----- BAHAN YANG DISEDIAKAN

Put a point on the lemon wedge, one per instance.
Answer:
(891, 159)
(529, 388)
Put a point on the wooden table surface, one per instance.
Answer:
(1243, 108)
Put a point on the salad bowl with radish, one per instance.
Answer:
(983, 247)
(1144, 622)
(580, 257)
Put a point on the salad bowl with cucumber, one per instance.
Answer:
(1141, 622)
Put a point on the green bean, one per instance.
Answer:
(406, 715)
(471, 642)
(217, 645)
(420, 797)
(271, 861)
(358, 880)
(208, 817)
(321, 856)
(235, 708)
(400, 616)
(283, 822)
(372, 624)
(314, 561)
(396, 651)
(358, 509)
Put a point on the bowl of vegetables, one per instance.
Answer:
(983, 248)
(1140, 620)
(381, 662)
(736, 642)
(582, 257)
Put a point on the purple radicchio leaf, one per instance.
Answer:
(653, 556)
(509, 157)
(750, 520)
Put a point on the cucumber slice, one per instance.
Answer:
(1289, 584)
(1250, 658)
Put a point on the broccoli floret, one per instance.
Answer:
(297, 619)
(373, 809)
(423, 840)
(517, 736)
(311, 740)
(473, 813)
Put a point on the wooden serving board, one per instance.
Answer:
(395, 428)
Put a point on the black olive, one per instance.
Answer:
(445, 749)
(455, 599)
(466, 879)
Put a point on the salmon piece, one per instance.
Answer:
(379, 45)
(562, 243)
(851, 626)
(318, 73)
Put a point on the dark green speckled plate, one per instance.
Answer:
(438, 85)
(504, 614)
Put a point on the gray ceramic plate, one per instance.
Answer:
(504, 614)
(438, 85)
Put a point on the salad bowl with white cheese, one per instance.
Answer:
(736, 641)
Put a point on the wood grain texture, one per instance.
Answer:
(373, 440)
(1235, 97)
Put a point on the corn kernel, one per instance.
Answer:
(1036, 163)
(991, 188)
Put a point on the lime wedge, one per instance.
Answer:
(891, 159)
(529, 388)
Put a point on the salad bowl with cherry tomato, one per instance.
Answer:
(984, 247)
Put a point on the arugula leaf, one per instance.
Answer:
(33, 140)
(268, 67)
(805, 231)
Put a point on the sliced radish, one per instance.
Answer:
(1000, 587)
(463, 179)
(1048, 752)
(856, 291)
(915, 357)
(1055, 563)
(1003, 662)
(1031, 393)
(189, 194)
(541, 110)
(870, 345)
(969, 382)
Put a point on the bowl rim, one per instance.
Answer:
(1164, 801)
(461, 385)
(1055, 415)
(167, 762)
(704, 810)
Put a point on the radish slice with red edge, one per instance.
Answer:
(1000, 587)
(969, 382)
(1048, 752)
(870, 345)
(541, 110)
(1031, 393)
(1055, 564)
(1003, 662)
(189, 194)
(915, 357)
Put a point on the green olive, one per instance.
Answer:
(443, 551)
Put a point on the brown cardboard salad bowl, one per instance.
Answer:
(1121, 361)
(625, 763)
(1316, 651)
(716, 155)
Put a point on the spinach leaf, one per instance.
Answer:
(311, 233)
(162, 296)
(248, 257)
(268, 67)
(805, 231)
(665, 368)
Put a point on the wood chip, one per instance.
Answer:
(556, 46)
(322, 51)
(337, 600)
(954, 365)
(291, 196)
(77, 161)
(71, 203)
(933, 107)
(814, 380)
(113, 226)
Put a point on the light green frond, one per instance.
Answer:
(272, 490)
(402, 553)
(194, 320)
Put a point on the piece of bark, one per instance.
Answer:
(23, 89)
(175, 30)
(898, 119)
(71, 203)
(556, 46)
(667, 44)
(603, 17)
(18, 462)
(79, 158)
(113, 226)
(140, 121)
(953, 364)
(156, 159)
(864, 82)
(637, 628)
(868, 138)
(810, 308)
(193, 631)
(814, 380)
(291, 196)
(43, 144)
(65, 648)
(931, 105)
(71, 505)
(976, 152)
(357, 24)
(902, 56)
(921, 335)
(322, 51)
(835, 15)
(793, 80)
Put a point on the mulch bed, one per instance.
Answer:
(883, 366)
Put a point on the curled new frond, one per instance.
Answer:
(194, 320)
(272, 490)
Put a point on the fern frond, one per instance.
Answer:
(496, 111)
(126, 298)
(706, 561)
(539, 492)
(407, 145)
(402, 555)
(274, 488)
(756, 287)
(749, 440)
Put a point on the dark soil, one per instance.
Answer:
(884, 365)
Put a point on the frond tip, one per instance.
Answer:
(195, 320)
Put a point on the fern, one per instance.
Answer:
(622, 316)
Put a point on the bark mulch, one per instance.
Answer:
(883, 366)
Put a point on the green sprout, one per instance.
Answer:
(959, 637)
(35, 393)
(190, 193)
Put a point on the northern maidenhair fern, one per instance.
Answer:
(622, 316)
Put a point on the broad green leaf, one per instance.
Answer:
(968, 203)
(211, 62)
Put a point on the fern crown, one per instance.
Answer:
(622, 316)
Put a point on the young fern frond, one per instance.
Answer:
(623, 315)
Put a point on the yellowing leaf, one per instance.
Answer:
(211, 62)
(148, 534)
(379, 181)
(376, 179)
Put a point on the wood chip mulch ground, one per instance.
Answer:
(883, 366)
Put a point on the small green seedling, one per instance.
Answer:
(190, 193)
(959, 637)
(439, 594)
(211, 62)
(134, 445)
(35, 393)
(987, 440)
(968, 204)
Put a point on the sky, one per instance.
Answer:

----------
----- BAHAN YANG DISEDIAKAN

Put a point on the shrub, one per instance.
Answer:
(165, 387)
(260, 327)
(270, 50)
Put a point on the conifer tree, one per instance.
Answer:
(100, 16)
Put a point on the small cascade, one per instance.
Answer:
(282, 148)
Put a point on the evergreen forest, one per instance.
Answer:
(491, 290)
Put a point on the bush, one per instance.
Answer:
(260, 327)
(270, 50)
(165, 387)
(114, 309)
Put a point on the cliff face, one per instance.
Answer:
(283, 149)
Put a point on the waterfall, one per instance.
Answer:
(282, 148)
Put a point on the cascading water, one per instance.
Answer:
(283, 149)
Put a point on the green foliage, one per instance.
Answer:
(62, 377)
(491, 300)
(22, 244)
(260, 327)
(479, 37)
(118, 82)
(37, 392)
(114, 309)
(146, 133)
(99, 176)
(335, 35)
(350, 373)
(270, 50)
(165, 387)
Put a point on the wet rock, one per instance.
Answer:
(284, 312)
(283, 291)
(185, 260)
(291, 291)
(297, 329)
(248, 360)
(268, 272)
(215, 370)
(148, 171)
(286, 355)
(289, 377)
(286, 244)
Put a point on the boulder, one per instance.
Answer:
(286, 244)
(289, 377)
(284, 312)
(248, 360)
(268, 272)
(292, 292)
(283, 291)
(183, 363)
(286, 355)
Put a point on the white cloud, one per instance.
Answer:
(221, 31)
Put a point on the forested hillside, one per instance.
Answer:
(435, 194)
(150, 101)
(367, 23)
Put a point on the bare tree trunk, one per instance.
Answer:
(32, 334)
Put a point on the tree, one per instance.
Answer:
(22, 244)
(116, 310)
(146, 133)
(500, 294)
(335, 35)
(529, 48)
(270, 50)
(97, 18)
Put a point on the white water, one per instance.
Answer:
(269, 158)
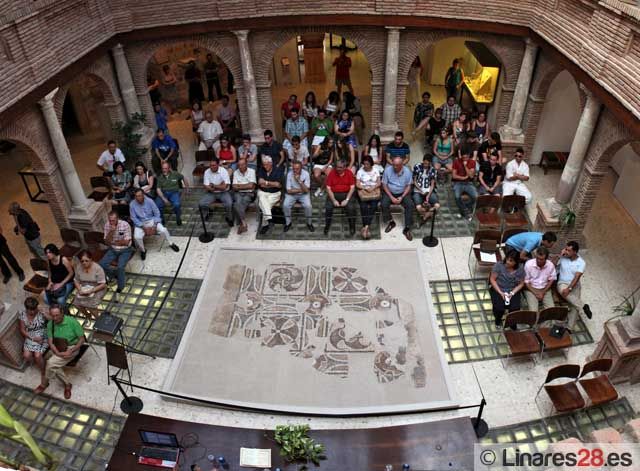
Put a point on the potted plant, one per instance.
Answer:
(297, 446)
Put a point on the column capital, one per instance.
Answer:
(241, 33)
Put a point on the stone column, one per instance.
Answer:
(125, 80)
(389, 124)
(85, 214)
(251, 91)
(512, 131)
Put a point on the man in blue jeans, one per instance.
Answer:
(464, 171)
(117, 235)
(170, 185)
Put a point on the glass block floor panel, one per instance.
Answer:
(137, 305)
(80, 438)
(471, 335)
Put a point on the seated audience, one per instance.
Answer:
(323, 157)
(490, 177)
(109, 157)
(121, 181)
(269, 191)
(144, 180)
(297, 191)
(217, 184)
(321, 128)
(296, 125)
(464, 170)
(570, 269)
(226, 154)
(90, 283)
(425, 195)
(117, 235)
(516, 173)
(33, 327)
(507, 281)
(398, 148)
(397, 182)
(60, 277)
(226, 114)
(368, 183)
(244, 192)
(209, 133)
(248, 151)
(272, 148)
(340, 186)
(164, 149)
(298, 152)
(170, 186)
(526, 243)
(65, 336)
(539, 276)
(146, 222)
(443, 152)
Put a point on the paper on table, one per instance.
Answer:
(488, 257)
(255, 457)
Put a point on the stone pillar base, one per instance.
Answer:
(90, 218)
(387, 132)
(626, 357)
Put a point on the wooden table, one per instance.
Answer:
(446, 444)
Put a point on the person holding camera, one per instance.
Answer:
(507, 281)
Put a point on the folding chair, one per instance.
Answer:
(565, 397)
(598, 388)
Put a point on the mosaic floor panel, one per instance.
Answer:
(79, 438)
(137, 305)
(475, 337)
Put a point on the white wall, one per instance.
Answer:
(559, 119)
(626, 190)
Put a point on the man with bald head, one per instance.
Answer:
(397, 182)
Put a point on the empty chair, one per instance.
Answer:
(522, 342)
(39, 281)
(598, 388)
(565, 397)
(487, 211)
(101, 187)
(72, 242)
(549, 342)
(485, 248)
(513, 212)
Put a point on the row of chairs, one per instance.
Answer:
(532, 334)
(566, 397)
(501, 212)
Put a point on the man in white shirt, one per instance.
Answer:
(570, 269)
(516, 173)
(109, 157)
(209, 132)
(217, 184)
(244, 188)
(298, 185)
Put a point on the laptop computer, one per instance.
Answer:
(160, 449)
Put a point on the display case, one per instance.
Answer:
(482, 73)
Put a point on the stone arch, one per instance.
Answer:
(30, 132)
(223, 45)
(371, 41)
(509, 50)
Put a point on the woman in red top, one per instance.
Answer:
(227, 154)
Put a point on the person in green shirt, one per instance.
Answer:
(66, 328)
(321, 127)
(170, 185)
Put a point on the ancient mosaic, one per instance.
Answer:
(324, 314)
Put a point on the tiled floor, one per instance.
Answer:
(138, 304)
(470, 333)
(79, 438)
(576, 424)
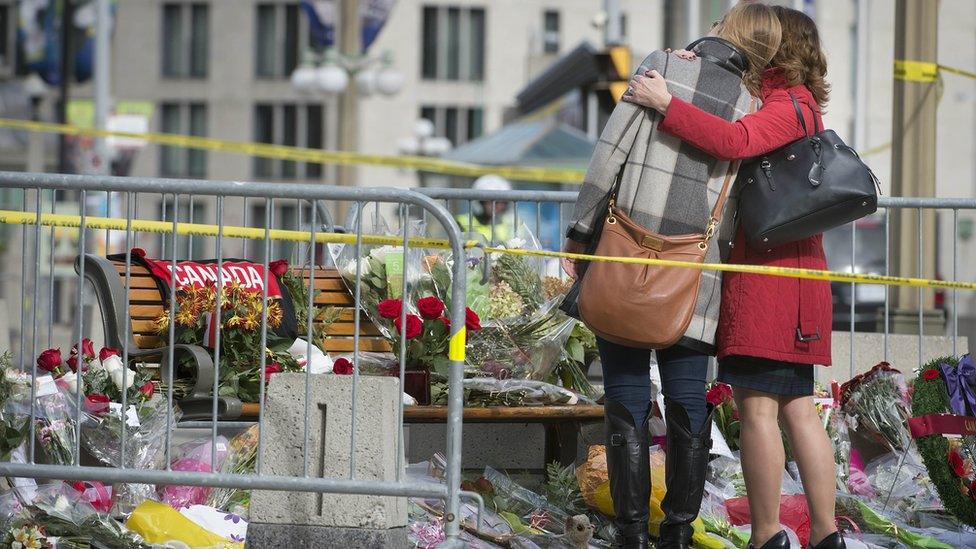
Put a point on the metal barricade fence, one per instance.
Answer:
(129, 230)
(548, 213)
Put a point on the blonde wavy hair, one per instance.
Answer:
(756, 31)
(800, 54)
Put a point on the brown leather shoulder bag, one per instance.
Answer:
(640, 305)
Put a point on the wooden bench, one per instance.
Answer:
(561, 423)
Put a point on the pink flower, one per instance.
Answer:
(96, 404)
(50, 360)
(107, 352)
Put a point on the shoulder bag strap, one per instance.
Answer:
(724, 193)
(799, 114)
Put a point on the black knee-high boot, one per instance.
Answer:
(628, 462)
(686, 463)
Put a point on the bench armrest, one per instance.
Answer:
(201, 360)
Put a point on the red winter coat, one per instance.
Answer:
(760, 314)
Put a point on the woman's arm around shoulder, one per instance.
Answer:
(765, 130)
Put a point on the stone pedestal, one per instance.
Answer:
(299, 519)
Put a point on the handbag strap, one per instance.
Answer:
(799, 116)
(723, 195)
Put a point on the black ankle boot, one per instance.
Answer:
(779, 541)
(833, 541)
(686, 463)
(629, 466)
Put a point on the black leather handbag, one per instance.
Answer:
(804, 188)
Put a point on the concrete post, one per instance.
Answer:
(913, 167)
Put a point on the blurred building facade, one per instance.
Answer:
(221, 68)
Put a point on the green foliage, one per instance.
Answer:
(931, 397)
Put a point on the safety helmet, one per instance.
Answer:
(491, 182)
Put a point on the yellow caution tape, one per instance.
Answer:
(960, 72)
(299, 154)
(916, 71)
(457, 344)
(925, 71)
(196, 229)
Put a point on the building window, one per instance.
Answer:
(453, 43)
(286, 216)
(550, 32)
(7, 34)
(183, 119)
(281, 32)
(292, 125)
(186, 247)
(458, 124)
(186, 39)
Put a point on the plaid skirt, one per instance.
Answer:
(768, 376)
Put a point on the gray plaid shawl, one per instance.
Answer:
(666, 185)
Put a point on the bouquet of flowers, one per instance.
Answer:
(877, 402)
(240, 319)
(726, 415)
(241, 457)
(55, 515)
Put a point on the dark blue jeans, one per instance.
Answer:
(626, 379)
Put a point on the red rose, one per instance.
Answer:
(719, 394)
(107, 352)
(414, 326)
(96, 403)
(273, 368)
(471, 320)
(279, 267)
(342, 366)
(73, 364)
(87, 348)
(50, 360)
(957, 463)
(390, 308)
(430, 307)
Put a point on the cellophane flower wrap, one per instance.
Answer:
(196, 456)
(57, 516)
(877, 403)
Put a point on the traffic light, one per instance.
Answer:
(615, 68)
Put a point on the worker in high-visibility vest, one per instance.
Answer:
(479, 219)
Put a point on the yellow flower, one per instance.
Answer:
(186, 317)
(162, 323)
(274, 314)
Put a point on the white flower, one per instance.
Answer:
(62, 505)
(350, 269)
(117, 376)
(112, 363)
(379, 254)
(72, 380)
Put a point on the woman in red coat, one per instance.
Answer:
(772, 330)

----------

### TANTANGAN
Daftarkan semua baris di atas yang memuat kata "blue", lalu salin setiap baris itu utuh tanpa perubahan.

### SOAL TERJAWAB
Put a point on the man in blue jeans, one per instance.
Put a point on the dark blue jeans, one per instance.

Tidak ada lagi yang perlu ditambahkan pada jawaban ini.